_AIM OF THE EXERCISE_
Copy out the entries from the line with "Look at the photo above. Which pixel sits on the foggy" to the line with "pixel 202 76", replacing "Indicate" with "Mark" and changing nothing else. Return only those lines.

_SUPPLIED DATA_
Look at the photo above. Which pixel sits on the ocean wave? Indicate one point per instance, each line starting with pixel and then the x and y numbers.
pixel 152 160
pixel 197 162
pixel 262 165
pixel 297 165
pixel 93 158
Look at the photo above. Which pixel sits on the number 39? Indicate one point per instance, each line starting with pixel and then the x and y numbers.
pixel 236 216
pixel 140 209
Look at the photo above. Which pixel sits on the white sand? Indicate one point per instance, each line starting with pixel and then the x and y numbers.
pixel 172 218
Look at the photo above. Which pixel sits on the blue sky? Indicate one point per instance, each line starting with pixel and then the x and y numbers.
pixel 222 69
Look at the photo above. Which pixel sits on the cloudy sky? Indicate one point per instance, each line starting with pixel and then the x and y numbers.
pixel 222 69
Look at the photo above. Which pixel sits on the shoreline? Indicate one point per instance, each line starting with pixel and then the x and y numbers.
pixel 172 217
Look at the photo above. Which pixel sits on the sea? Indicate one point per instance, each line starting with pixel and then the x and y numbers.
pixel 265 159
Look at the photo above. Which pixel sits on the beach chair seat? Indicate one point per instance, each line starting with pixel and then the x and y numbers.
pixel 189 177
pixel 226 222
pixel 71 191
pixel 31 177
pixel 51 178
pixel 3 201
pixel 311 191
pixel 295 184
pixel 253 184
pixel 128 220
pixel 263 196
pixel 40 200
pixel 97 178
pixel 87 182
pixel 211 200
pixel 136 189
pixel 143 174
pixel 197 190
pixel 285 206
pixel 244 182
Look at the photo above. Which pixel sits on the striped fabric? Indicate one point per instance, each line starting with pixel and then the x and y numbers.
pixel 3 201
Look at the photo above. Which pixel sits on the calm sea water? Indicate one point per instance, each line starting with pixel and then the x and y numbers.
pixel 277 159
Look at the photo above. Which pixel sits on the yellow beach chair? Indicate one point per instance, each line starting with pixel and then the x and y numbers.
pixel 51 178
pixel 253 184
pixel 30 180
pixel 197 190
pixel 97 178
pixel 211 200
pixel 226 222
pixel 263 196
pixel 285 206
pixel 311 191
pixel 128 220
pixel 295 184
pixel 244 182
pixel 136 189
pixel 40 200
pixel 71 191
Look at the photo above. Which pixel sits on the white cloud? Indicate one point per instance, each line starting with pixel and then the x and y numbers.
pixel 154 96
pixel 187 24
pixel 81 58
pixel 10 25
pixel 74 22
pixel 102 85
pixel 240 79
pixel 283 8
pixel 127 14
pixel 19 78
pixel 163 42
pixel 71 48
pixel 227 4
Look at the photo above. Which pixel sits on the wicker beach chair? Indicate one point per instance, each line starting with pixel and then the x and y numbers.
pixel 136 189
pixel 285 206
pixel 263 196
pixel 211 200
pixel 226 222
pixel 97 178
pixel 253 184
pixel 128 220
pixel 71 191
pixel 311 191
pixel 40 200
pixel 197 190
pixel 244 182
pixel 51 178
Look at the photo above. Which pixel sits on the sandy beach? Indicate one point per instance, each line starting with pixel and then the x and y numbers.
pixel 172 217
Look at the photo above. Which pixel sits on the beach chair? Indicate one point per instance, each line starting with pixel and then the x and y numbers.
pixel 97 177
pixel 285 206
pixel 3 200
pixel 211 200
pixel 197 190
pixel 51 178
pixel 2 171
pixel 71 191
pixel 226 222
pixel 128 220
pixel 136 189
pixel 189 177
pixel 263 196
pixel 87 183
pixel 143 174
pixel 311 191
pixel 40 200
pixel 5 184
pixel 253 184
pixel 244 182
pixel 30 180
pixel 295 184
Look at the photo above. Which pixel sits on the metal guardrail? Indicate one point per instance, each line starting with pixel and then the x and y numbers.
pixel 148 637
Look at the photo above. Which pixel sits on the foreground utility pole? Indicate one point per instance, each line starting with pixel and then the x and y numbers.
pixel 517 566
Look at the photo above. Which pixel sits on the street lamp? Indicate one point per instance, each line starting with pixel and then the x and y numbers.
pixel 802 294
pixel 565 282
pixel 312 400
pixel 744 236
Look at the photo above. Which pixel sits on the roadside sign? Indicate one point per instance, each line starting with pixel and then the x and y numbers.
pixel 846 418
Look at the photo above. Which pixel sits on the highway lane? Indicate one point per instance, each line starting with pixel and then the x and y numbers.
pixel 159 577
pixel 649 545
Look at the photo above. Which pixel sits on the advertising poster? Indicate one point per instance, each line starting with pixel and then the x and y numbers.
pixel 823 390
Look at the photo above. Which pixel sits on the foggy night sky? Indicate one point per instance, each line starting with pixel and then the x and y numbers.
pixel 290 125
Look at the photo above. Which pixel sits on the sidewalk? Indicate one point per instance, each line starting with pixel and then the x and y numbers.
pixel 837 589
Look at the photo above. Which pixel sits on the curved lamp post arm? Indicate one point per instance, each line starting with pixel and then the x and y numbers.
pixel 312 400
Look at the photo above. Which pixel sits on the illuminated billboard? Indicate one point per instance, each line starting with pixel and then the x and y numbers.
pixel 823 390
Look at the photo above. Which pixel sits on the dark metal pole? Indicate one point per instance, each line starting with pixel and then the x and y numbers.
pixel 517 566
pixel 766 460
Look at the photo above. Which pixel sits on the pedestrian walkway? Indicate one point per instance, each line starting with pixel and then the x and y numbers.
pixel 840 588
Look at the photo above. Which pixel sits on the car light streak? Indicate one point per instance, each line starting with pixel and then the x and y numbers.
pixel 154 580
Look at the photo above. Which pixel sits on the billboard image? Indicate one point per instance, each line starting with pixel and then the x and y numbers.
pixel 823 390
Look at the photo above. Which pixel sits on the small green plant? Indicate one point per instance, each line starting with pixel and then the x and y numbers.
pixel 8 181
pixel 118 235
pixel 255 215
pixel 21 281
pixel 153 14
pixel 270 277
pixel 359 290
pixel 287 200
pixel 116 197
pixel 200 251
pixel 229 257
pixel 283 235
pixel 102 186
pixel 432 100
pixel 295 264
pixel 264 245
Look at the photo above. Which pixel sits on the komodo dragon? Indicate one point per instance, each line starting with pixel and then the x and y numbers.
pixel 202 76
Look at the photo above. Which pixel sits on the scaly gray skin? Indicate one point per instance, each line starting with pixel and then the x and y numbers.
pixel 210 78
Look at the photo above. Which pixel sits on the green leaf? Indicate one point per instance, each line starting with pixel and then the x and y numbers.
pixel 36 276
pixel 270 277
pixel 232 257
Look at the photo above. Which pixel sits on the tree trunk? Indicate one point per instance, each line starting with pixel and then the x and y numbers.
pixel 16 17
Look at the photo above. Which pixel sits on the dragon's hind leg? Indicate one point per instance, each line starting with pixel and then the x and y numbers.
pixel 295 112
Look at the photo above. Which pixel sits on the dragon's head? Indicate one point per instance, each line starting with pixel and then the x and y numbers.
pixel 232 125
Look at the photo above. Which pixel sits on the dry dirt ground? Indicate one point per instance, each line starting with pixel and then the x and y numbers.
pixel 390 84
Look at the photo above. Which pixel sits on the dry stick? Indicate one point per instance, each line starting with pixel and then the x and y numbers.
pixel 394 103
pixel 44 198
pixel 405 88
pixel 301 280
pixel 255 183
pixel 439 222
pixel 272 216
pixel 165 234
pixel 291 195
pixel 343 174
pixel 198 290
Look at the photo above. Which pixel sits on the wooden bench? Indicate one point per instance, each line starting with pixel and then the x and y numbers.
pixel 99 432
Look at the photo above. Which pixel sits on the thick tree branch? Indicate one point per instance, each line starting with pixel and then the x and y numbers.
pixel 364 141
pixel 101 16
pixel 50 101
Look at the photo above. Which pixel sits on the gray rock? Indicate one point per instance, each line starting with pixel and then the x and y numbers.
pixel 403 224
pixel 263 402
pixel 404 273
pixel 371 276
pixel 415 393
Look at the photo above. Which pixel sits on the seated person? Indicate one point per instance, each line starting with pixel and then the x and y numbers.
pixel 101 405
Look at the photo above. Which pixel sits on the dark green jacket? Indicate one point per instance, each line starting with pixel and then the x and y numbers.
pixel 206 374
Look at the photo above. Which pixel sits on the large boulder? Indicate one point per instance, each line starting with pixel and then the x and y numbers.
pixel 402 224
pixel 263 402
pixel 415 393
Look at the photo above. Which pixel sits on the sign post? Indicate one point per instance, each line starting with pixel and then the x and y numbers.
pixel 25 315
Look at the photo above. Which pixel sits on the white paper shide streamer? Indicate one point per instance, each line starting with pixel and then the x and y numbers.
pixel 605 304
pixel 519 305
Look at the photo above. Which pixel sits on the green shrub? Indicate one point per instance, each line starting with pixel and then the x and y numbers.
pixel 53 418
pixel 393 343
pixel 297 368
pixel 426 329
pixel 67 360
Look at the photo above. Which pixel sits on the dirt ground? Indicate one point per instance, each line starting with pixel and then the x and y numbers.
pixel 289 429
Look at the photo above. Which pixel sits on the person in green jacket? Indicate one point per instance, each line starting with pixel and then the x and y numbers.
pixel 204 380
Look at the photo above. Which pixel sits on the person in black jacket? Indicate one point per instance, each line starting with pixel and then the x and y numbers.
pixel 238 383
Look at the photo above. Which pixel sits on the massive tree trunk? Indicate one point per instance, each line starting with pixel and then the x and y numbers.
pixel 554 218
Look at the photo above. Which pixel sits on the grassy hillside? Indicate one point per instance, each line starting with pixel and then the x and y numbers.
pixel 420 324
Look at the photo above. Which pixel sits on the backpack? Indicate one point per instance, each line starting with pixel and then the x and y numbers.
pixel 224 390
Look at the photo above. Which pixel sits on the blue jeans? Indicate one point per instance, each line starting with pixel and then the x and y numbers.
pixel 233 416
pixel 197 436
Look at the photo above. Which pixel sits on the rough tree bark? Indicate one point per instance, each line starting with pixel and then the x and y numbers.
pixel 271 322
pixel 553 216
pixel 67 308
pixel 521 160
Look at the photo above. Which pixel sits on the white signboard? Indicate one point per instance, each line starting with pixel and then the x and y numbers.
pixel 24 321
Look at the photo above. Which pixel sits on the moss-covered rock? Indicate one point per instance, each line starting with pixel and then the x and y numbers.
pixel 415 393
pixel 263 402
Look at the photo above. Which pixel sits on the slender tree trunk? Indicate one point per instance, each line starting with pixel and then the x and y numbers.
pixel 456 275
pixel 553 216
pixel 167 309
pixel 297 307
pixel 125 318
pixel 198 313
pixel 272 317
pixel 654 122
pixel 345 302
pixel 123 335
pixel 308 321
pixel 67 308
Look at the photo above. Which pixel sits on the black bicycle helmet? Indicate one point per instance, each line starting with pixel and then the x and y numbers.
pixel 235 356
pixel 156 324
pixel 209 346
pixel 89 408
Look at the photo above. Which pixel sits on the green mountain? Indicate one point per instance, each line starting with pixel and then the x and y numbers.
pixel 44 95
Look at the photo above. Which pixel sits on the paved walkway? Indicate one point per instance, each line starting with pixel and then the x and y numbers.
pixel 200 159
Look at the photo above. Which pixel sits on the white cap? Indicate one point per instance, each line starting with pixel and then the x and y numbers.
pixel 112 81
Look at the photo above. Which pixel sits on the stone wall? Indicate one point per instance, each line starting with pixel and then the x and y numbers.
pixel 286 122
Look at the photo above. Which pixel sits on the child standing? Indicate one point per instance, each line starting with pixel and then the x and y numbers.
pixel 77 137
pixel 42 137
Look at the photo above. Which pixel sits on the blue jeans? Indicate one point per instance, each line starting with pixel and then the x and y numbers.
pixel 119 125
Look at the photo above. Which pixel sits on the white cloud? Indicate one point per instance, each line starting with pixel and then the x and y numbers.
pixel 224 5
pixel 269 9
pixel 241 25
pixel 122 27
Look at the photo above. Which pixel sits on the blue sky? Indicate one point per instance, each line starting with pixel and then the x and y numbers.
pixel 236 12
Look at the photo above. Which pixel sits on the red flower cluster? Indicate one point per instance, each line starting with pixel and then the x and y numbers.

_TASK RESULT_
Look at the photo above. Which pixel sits on the foggy night sky? Mark one point per instance, each line starting with pixel and then the x and y numbers.
pixel 290 125
Look at the photo above. Which pixel sits on the sidewalk? Mark one point per instance, each line starting with pixel and then the x and y numbers.
pixel 837 589
Look at the photo above. Which pixel sits on the curved lamp post arm? Mark one point per instance, each line starting with pixel and then the x and y numbers.
pixel 312 400
Look at the photo above. Which pixel sits on the illuminated billboard? Mark one point per instance, each line starting with pixel and then the x and y numbers.
pixel 823 390
Look at the photo above. Which pixel sits on the dark metal pole? Mark one point per instance, each line starting with pixel and then the x and y numbers.
pixel 517 566
pixel 766 460
Look at the photo above. Which pixel sits on the pedestrian walkway? Mark one point per instance, each line starting with pixel and then the x and y numbers.
pixel 840 588
Look at the photo above. Which pixel sits on the car light streak? Mark one point per instance, each line starting with pixel and then the x and y numbers.
pixel 154 580
Look at the photo above. Which pixel sits on the billboard image? Mark one point per instance, each line starting with pixel and then the x and y numbers.
pixel 823 390
Look at the photo above. Which pixel sits on the small green plant? Mark one point per instance, each line starting with pixel and then the x and y numbers.
pixel 8 181
pixel 118 235
pixel 255 215
pixel 21 281
pixel 153 14
pixel 270 277
pixel 359 290
pixel 287 200
pixel 116 197
pixel 200 251
pixel 229 257
pixel 283 235
pixel 102 186
pixel 432 100
pixel 295 264
pixel 264 245
Look at the photo above. Which pixel sits on the komodo dragon? Mark one point per instance, each line starting with pixel and then the x and y numbers.
pixel 202 76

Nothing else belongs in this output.